# TEXT TO READ:
....

Page 12 - Greenstone tutorial exercises
P. 12
6. A collection of Word and PDF files
You will need some source files like those in the sample_files\Word_and_PDF folder.
1. Start a new collection called reports, fill out appropriate fields for it, and choose Dublin
Core as the metadata set.
2. Copy the 12 files from sample_filesWord_and_PDFDocuments into the collection.
You can select multiple files by clicking on the first one and shift-clicking on the last one,
and drag them all across together. (This is the normal technique of multiple selection.)
3. Switch to the Create panel, and build and preview the collection.
4. Again, this collection contains no manually assigned metadata. All the information that
appears—title and filename—is extracted automatically from the documents themselves.
Because of this the quality of some of the title metadata is suspect.
5. Back in the Librarian Interface, click the Enrich tab to view the automatically extracted
metadata. You will need to scroll down to see the extracted metadata, which begins with
“ex.”. The PostScript documents (cluster.ps and langmodl.ps do not have extracted titles:
what appears in the titles a–z list is just the first few characters of the document).
Manually adding metadata to documents in a collection
6. In the Enrich panel, manually add Dublin Core dc.Title metadata to one of these
documents. Select word03.doc and double-click to open it in Word. Copy the title of this
document (“Greenstone: A comprehensive open-source digital library software system”)
from Word, return to the Librarian Interface, click the dc.Title field, and paste the value into
the Value box. Click <Append>.
7. Now add dc.Creator information for the same document. You can add more than one value
for the same field, to accommodate multiple authors—just put in the next value and click
<Append>.
8. Next add title and creator metadata for a few of the other documents.

....

# RECORD SET:
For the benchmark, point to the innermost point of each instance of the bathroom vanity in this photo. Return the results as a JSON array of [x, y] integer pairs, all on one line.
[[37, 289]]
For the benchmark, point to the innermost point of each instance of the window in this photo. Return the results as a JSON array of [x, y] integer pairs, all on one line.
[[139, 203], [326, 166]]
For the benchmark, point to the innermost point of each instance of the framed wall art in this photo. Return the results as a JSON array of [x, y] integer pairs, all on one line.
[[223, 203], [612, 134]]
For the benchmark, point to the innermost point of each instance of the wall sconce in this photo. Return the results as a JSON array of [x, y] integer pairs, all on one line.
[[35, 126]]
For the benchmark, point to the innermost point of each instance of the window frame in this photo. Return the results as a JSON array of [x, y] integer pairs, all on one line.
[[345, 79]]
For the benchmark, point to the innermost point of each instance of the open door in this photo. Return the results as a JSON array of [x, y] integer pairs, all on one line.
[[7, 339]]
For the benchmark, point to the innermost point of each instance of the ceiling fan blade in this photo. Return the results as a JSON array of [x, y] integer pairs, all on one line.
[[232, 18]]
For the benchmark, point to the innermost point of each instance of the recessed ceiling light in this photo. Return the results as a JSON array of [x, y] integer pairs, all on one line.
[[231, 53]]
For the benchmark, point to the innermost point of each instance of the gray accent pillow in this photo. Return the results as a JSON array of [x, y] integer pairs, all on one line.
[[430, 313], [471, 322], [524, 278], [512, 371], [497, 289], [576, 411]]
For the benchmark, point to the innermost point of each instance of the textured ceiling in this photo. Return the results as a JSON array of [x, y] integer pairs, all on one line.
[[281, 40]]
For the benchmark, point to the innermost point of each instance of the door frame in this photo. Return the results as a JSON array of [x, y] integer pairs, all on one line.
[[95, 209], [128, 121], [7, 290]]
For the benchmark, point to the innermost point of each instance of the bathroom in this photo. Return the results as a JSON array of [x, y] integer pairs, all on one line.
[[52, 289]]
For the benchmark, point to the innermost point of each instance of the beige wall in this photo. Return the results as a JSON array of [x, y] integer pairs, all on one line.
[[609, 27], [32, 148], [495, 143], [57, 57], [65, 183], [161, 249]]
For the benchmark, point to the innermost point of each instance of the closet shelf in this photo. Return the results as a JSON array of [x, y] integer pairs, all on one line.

....

# GOALS:
a - In the Greenstone tutorial exercise, which metadata set is chosen for the new reports collection?
b - Please carry the Greenstone tutorial exercise on from its last sentence.
The material comes from a different source than the Greenstone tutorial exercise.

# RESULTS:
a - Dublin Core

b -
If you build and preview your collection at this point, you will find that nothing has changed.
You need to alter the collection design to use the new Dublin Core metadata instead of the
original extracted metadata.
Collection design; branding a collection with an image
9. Change to the Design panel, which is split into several sections. The first section General
Options appears. This allows you to modify the values you provided when defining the
collection, if desired. You can also brand the collection using a suitable image.
10. Click on the <Browse> button associated with “URL to about page icon”, and browse to the
image sample_filesWord_and_PDFwrdpdf.gif on your computer. When you select this
image, Greenstone automatically generates an appropriate URL for the image.
11. If you are on the web, you can easily make your own Greenstone-style icon by going to
http://www.greenstone.org/make-images.html
and following the instructions there.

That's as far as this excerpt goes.